**EXTRAIT**
※

Un témoignage américain – mais non gouvernemental – sur Homs
Guy Delorme
La radio libre américaine, de sensibilité conservatrice – mais pas « néo » -, The Alex Jones Show, est diffusée à travers tout le territoire américain via une soixantaine de radios FM et AM. Elle diffuse ainsi quotidiennement des informations et des analyses assez différentes du mainstream et des grands médias. Son animateur, Alex Jones, 37 ans, est né et vit au Texas. C’est une figure de la radio alternative américaine, connu pour ses attaques contre la classe politique américaine, ce qui ne l’a pas empêché d’être un éphémère candidat républicain à une élection locale au Texas en 2000. Lui-même se définit comme un « libertaire » et un chrétien, opposé au « gouvernement mondial » ; il semble aussi acquis – c’est un tropisme fort aux Etats-Unis – à certaines théories conspirationnistes.

※

**PROBLÈMES À RÉSOUDRE**
#1 Relevez, dans le texte sur Homs, toutes les façons dont Alex Jones se définit lui-même.
#2 Indiquez si chaque affirmation concorde avec le texte sur Homs, en citant les mots décisifs :
(a) L'émission est diffusée par une soixantaine de radios FM et AM.
(b) Alex Jones est né en Californie.
(c) L'émission est de sensibilité néo-conservatrice.
#3 Poursuivez le texte sur Homs à partir de sa dernière phrase.

※

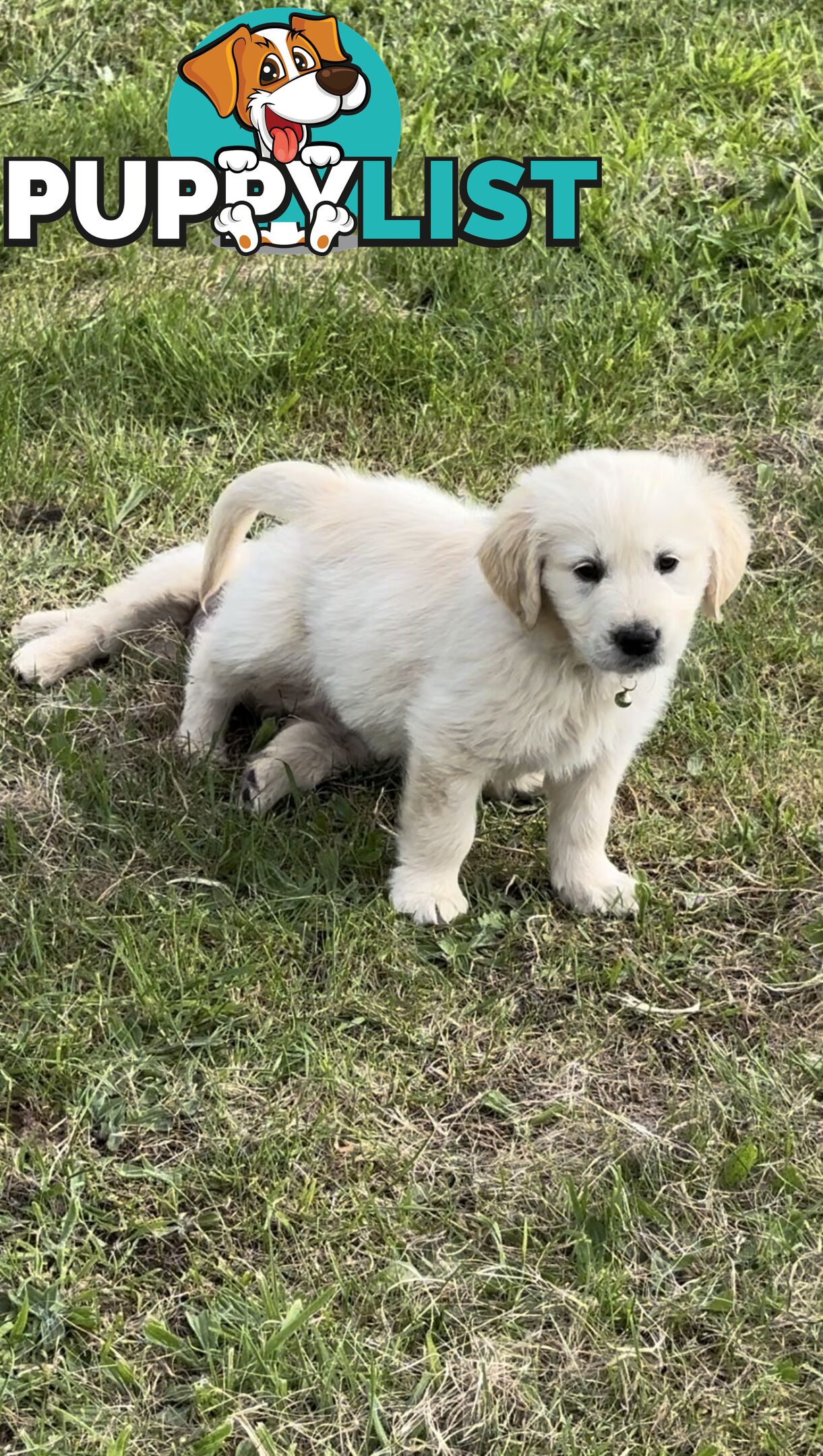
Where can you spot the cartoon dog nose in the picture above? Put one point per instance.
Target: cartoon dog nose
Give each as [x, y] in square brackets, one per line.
[637, 640]
[338, 80]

※

**RÉPONSES PAR TÂCHE**
#1
- « libertaire »
- chrétien
- opposé au « gouvernement mondial »

#2
(a) Oui : « via une soixantaine de radios FM et AM ».
(b) Non : « est né et vit au Texas ».
(c) Non : « de sensibilité conservatrice – mais pas « néo » - ».

#3
Quoiqu’il en soit il a recueilli, le 15 novembre dernier, les impressions de voyage de Webster Tarpley, un journaliste indépendant américain qui se trouve pour quelques jours à Homs. Agé d’une soixantaine d’années, Webster G. Tarpley s’intéresse à la politique internationale des Etats-Unis dont il est fort critique, bien que se réclamant du parti républicain – tendance apparemment nationaliste-isolationniste. Auteur en 1991 d’une biographie de George Bush et d’une autre d’Obama en 2008, il anime depuis 2006 The World Crisis Show, une émission de géopolitique sur la radio privée américaine Republican Broadcasting Network. Il donne lui aussi dans le conspirationnisme, notamment à propos du 11 septembre. C’est donc lui aussi, on l’aura compris, un adversaire déterminé de la politique étrangère de son pays.
Ceci posé, son témoignage sur la situation à Homs à la mi-novembre nous parait aussi crédible qu’intéressant. Nous vous proposons le lien audio, mais Alex Jones et Webster Tarpley s’expriment en texan ! Nous vous donnons donc les grandes lignes de cette émission d’une durée d’une demi-heure.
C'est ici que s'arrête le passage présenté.